What is asked –
Please copy every one of the items below word for word, and leave the pictures out of your answer.

** start Given information **

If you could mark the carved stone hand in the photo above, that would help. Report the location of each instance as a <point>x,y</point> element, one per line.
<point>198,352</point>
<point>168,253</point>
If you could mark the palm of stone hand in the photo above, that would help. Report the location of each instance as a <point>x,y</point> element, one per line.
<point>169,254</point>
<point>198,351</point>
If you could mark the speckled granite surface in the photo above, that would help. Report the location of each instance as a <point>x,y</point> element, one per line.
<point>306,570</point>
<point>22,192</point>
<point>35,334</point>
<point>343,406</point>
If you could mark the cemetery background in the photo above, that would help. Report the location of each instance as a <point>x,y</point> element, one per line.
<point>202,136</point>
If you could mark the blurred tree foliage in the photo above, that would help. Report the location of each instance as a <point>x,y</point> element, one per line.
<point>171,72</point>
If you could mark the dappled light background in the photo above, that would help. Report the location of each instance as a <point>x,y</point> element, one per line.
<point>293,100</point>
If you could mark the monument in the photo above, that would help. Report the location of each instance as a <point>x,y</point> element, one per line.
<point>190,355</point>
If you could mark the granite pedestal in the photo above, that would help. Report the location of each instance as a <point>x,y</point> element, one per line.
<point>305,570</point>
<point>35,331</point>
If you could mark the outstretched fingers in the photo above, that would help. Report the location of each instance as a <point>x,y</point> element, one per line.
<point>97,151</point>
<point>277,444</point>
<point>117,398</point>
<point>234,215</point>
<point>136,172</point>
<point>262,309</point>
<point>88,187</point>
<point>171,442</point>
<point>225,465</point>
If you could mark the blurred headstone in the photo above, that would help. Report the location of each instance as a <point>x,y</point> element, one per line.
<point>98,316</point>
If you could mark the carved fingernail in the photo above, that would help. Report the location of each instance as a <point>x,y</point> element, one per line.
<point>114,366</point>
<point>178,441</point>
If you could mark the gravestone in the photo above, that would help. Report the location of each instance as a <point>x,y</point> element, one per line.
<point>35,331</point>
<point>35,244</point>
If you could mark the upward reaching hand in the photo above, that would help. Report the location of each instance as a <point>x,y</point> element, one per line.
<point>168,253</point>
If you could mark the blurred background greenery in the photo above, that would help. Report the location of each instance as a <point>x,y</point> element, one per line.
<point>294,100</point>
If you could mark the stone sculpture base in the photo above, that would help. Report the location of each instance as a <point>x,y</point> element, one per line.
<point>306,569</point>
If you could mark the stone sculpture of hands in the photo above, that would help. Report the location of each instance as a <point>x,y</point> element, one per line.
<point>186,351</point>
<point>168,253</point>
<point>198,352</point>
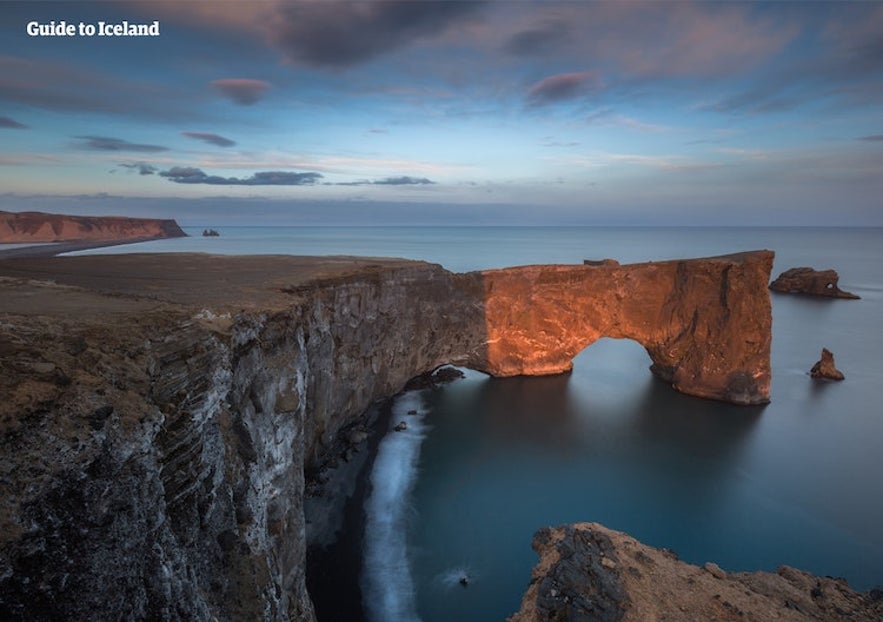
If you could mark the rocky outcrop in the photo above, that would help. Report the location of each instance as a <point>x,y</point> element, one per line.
<point>809,281</point>
<point>23,227</point>
<point>825,368</point>
<point>159,411</point>
<point>589,572</point>
<point>704,322</point>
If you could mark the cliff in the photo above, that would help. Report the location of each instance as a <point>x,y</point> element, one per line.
<point>589,572</point>
<point>812,282</point>
<point>702,321</point>
<point>159,410</point>
<point>22,227</point>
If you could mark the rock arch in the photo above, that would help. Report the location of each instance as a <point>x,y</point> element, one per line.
<point>706,323</point>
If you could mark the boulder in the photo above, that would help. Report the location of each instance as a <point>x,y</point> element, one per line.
<point>809,281</point>
<point>825,368</point>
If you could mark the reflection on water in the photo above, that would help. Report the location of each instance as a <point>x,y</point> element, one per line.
<point>608,443</point>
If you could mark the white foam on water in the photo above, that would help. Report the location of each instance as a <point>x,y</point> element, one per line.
<point>387,584</point>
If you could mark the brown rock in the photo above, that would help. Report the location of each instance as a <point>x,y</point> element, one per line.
<point>704,322</point>
<point>809,281</point>
<point>572,582</point>
<point>825,368</point>
<point>19,227</point>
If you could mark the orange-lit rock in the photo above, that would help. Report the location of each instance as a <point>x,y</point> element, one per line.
<point>704,322</point>
<point>19,227</point>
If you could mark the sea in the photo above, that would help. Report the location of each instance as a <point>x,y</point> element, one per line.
<point>486,462</point>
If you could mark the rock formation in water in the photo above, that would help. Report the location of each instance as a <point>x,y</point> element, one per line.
<point>589,572</point>
<point>37,227</point>
<point>809,281</point>
<point>825,367</point>
<point>702,321</point>
<point>159,411</point>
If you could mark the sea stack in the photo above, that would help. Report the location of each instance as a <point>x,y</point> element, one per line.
<point>809,281</point>
<point>825,368</point>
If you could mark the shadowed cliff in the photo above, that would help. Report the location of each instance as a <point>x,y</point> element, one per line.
<point>159,410</point>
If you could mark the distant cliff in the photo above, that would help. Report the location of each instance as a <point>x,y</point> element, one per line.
<point>21,227</point>
<point>159,410</point>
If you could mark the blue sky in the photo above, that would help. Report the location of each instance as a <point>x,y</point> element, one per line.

** end Given information **

Result –
If you could mark the carved stone hand in the photo above, that would help. Report the location of each instance as a <point>x,y</point> element, one per line.
<point>198,352</point>
<point>168,253</point>
If you could mark the palm of stone hand in the photo above, that would help. Report the location of each instance as a <point>x,y</point> element, one per line.
<point>169,254</point>
<point>198,351</point>
If you could mark the speckled granite surface in the photo above, that would help. Report the location of each instance as a <point>x,y</point> element, one per line.
<point>306,570</point>
<point>22,192</point>
<point>35,334</point>
<point>343,406</point>
If you could mark the cemetery background in the photo above, that would help. Report the location of each instance as a <point>x,y</point> element, one per line.
<point>202,136</point>
If you could mark the blurred tree foliage in the photo above, that would help. Report the location of each instance as a <point>x,y</point> element, one per line.
<point>171,72</point>
If you could mark the dappled light background in the photo above, that would help. Report the location of each instance as a <point>x,y</point> element, one per line.
<point>293,100</point>
If you could mark the monument in the photo above, that would help. Report the location of each instance as a <point>x,y</point> element, one per line.
<point>190,355</point>
If you could mark the granite pedestal in the photo above, that would help. Report the location of each instance as a <point>x,y</point> element, one per line.
<point>305,570</point>
<point>35,331</point>
If you could mark the outstretched fingers in the photo above, that would help. Report the location of each instance as a <point>x,y</point> element, one per line.
<point>97,151</point>
<point>277,444</point>
<point>117,398</point>
<point>234,215</point>
<point>136,172</point>
<point>262,309</point>
<point>88,187</point>
<point>171,442</point>
<point>225,465</point>
If you could mark the blurred headstone in the photo above, that would help. Report the location of each instance as a <point>x,y</point> element, one per line.
<point>98,316</point>
If you could mark the carved fingernail in the photo above, that would help. Report the location of each instance as a <point>x,y</point> element, one per line.
<point>114,366</point>
<point>178,441</point>
If you could mark the gravestone in the photo above, that would help. Report the location of each instance as a <point>x,y</point> element, one per line.
<point>35,331</point>
<point>35,244</point>
If you could mark the upward reaching hand in the photo above, that would help. Report the location of each instance as a <point>x,y</point> element, one per line.
<point>168,253</point>
If you could mark the blurred background greenery in the photo above, that would help. Report the location of each instance as a <point>x,y</point> element, one per line.
<point>294,100</point>
If you could mark the stone sculpture base in the photo above, that would help. Report the location of each instance as a <point>x,y</point> element, one per line.
<point>306,569</point>
If you could mark the stone sculpture of hands in the photo above, that would help. Report the location of each instance as a <point>x,y</point> element, one per line.
<point>186,351</point>
<point>168,253</point>
<point>198,352</point>
If you could mark the rocky outcrop in the photo above, that would help. Report the location of each instance as a <point>x,y</point> element, one per line.
<point>809,281</point>
<point>23,227</point>
<point>825,368</point>
<point>159,411</point>
<point>589,572</point>
<point>704,322</point>
If you could mark the cliff in the photo above, that would help. Report the location of each instance as a <point>x,y</point> element, one per line.
<point>589,572</point>
<point>812,282</point>
<point>702,321</point>
<point>159,410</point>
<point>22,227</point>
If you could mark the rock arch in the photo above, that would help. Report the location of each instance as a <point>x,y</point> element, one per line.
<point>706,323</point>
If you could mark the boulder in the photo above, that would help. Report the location of each instance as a <point>x,y</point> element, one per line.
<point>809,281</point>
<point>825,368</point>
If you could mark the reflection on water in the photo above, that would help. Report the location of each instance as a <point>x,y</point> element, one per line.
<point>608,443</point>
If you could mark the white foam on water in the photo above, that would help. Report the location of each instance as a <point>x,y</point> element, one per line.
<point>387,584</point>
If you could mark the brown rock in the photo above, that would help. Report the location of each instance as a <point>x,y</point> element, one per line.
<point>704,322</point>
<point>809,281</point>
<point>572,582</point>
<point>825,368</point>
<point>19,227</point>
If you could mark the orange-lit rock in the photo above, that would help. Report the location of each instance as a <point>x,y</point> element, one per line.
<point>704,322</point>
<point>19,227</point>
If you could mark the sea in the photo above, that would help. Report the location of each instance as a <point>x,y</point> element, one per line.
<point>486,462</point>
If you could mark the rock formation in water in the photo above, that would help. Report the location of each instance as a <point>x,y</point> element, one per line.
<point>589,572</point>
<point>37,227</point>
<point>809,281</point>
<point>825,367</point>
<point>702,321</point>
<point>159,411</point>
If you could mark the sea stack in the photo above, that would help. Report the location of each instance as a <point>x,y</point> element, one per line.
<point>809,281</point>
<point>825,368</point>
If you could mark the shadowed cliff in the photo above, that would help. Report the location of each instance as a <point>x,y</point> element, one per line.
<point>159,410</point>
If you could mark the distant cliff in the photo above, that would help. Report the location of each instance as a <point>x,y</point> element, one per line.
<point>21,227</point>
<point>159,410</point>
If you could mark the blue sky in the photo above, that would help. Report the location of each instance as a <point>x,y</point> element, one per line.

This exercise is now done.